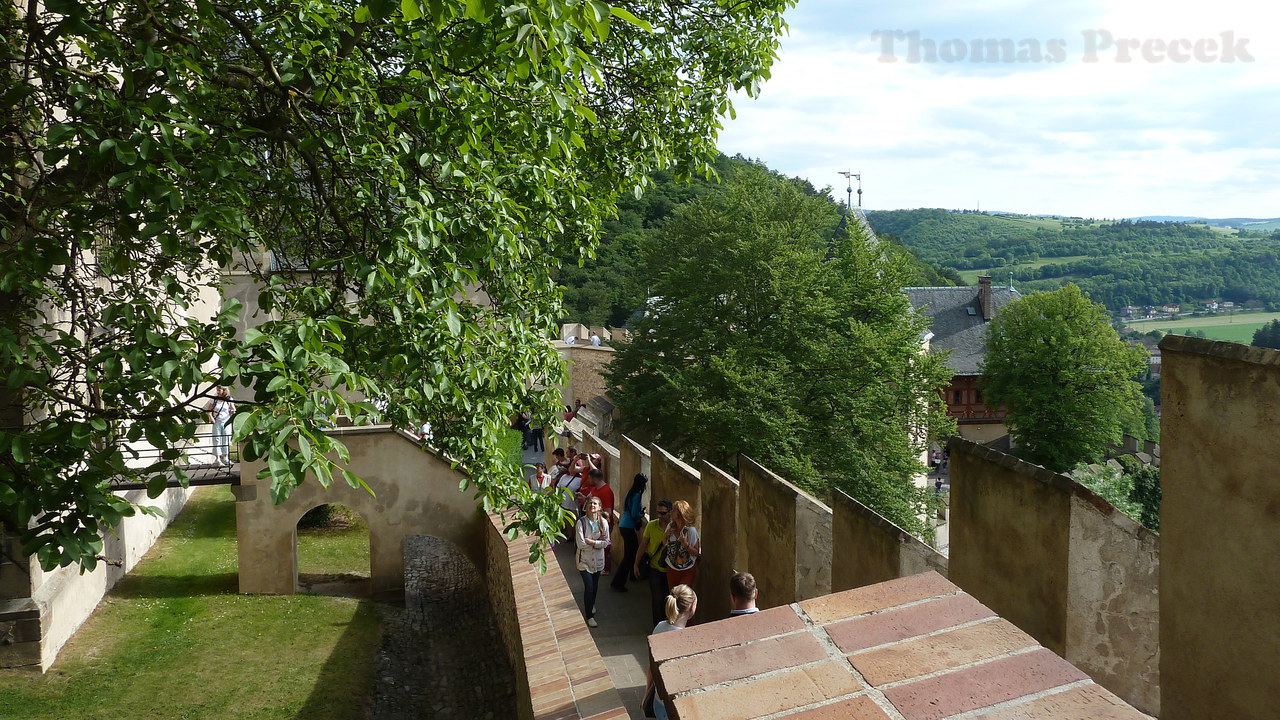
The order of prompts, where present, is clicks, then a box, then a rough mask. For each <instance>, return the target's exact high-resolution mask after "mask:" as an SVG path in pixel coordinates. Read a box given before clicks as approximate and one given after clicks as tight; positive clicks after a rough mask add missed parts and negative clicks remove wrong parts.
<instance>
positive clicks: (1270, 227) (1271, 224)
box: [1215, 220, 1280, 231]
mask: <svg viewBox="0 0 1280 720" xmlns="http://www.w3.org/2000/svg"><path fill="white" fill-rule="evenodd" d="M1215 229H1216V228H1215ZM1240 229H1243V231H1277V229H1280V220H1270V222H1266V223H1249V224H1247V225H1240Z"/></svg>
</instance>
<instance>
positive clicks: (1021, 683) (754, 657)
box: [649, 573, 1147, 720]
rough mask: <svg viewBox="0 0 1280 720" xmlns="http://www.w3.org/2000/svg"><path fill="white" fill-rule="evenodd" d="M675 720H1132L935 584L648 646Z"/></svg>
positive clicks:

+++

### Prompt
Copy out all of the material above line for line, with no changes, and leave out the pictures.

### Answer to this exercise
The order of prompts, where present, is clicks, then a box, then a rough mask. For each <instance>, return the target's exact high-resolution mask after "mask:" as an SVG path in pixel coordinates. Read a box given before clicks as approximate and one given after clicks as tight; positive clicks after a rough mask add missed parts and negative clicks remove wrong parts.
<instance>
positive clicks: (1270, 227) (1271, 224)
box: [1215, 220, 1280, 231]
mask: <svg viewBox="0 0 1280 720" xmlns="http://www.w3.org/2000/svg"><path fill="white" fill-rule="evenodd" d="M1215 229H1216V228H1215ZM1240 229H1243V231H1277V229H1280V220H1270V222H1266V223H1249V224H1247V225H1240Z"/></svg>
</instance>
<instance>
positive clicks: (1021, 683) (754, 657)
box: [649, 573, 1147, 720]
rough mask: <svg viewBox="0 0 1280 720" xmlns="http://www.w3.org/2000/svg"><path fill="white" fill-rule="evenodd" d="M675 720H1132L935 584L648 646Z"/></svg>
positive clicks:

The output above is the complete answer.